===== Text section
The Jerusalem Film Festival is over, so what do we have to look forward to, movie-wise?
By HANNAH BROWN
The Jerusalem Film Festival is over, so what do we have to look forward to, movie-wise, in the coming months?
First of all, although the programs have yet to be announced, in August there will be a Brazilian film festival at the countrys Cinematheques. There were five recent Brazilian films at the Jerusalem Film Festival and the one that I caught, Cao Hamburger's The Year My Parents Went on Vacation, was excellent. It tells the story of a boy who is a soccer fanatic in the year 1970, when Brazil was competing for the World Cup. It was also the year that a dictatorship took hold there, and the boy's parents, who are involved in left-wing politics, leave him with his Jewish grandfather in Sao Paolo. But the grandfather dies suddenly, and the boy, who has not been raised as a Jew, is taken in by his grandfather's Orthodox friend and the members of his synagogue. It works as a very unusual coming-of-age story and a portrait of a specific Jewish community, one that is not well known outside Brazil.
==========
===== Records shown
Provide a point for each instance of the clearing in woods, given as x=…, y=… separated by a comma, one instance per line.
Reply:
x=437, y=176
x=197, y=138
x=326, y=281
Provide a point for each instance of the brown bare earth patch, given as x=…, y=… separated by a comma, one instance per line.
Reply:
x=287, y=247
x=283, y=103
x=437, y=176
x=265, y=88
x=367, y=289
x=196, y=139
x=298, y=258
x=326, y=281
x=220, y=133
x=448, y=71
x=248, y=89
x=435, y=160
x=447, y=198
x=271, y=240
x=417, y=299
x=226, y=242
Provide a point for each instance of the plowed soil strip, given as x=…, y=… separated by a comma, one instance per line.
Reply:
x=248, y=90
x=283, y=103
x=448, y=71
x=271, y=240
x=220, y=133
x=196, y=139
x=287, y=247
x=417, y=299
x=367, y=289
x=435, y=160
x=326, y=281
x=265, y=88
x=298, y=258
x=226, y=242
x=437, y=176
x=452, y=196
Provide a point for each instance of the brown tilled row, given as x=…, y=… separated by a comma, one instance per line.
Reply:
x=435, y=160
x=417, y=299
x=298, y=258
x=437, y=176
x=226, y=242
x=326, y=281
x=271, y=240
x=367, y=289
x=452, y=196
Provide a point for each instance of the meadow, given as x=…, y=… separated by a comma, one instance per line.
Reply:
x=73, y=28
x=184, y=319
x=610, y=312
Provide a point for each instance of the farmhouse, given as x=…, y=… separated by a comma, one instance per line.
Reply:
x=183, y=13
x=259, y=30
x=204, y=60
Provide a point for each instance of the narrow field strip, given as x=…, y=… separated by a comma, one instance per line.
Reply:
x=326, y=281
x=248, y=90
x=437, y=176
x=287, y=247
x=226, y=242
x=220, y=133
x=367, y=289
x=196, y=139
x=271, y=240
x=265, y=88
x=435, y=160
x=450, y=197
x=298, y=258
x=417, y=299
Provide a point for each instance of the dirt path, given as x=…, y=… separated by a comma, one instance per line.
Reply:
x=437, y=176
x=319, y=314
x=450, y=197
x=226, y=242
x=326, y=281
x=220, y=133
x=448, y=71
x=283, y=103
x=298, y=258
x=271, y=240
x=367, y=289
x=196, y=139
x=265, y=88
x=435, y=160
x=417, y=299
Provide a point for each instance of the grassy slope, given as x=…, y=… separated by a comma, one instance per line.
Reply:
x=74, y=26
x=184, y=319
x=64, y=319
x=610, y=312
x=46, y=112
==========
===== Records shown
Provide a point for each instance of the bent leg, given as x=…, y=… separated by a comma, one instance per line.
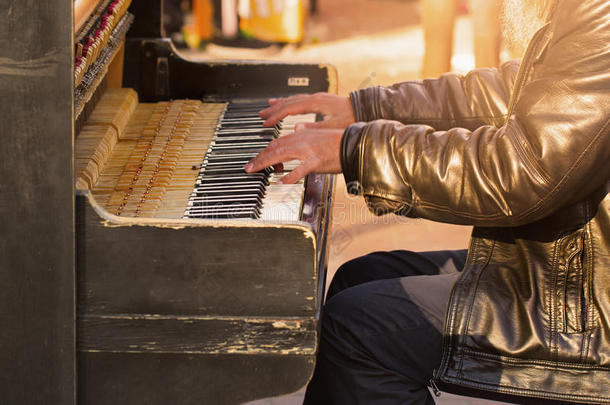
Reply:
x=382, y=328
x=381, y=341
==========
===== Records shown
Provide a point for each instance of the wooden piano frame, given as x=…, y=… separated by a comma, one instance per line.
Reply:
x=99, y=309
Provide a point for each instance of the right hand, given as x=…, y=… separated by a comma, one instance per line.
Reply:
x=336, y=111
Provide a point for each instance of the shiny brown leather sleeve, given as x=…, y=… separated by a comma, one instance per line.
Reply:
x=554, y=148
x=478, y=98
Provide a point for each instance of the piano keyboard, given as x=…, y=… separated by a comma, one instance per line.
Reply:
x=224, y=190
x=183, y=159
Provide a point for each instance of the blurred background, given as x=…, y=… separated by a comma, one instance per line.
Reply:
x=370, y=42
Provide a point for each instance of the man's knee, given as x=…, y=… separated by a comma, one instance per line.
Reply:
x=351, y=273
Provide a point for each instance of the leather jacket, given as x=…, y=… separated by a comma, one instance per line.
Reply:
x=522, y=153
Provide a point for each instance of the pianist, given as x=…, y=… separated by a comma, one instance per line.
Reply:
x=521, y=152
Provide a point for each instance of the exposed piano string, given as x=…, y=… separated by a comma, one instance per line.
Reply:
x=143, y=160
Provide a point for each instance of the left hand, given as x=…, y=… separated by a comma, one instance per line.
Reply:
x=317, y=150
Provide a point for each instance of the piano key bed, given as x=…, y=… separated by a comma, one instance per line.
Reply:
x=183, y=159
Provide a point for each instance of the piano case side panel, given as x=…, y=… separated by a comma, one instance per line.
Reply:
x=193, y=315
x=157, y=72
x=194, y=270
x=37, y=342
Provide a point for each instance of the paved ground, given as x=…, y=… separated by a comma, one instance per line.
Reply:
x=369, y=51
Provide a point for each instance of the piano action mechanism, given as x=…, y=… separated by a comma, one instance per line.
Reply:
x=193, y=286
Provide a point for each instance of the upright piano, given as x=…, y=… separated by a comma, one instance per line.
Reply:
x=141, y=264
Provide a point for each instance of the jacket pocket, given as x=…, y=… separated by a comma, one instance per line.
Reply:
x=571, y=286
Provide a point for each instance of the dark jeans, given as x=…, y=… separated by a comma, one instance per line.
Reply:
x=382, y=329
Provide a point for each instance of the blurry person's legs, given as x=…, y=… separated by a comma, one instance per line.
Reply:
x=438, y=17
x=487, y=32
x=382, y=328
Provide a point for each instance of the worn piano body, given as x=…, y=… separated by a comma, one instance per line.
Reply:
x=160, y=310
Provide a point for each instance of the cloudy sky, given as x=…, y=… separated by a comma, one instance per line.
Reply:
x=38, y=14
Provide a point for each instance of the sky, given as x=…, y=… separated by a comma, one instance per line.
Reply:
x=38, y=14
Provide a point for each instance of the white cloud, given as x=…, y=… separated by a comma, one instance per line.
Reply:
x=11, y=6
==========
— Your goal —
Echo the whole text about films to look forward to after the Jerusalem Film Festival, word for word. The rows come from a different source than the text.

— Answer section —
The Jerusalem Film Festival is over, so what do we have to look forward to, movie-wise?
By HANNAH BROWN
The Jerusalem Film Festival is over, so what do we have to look forward to, movie-wise, in the coming months?
First of all, although the programs have yet to be announced, in August there will be a Brazilian film festival at the countrys Cinematheques. There were five recent Brazilian films at the Jerusalem Film Festival and the one that I caught, Cao Hamburger's The Year My Parents Went on Vacation, was excellent. It tells the story of a boy who is a soccer fanatic in the year 1970, when Brazil was competing for the World Cup. It was also the year that a dictatorship took hold there, and the boy's parents, who are involved in left-wing politics, leave him with his Jewish grandfather in Sao Paolo. But the grandfather dies suddenly, and the boy, who has not been raised as a Jew, is taken in by his grandfather's Orthodox friend and the members of his synagogue. It works as a very unusual coming-of-age story and a portrait of a specific Jewish community, one that is not well known outside Brazil.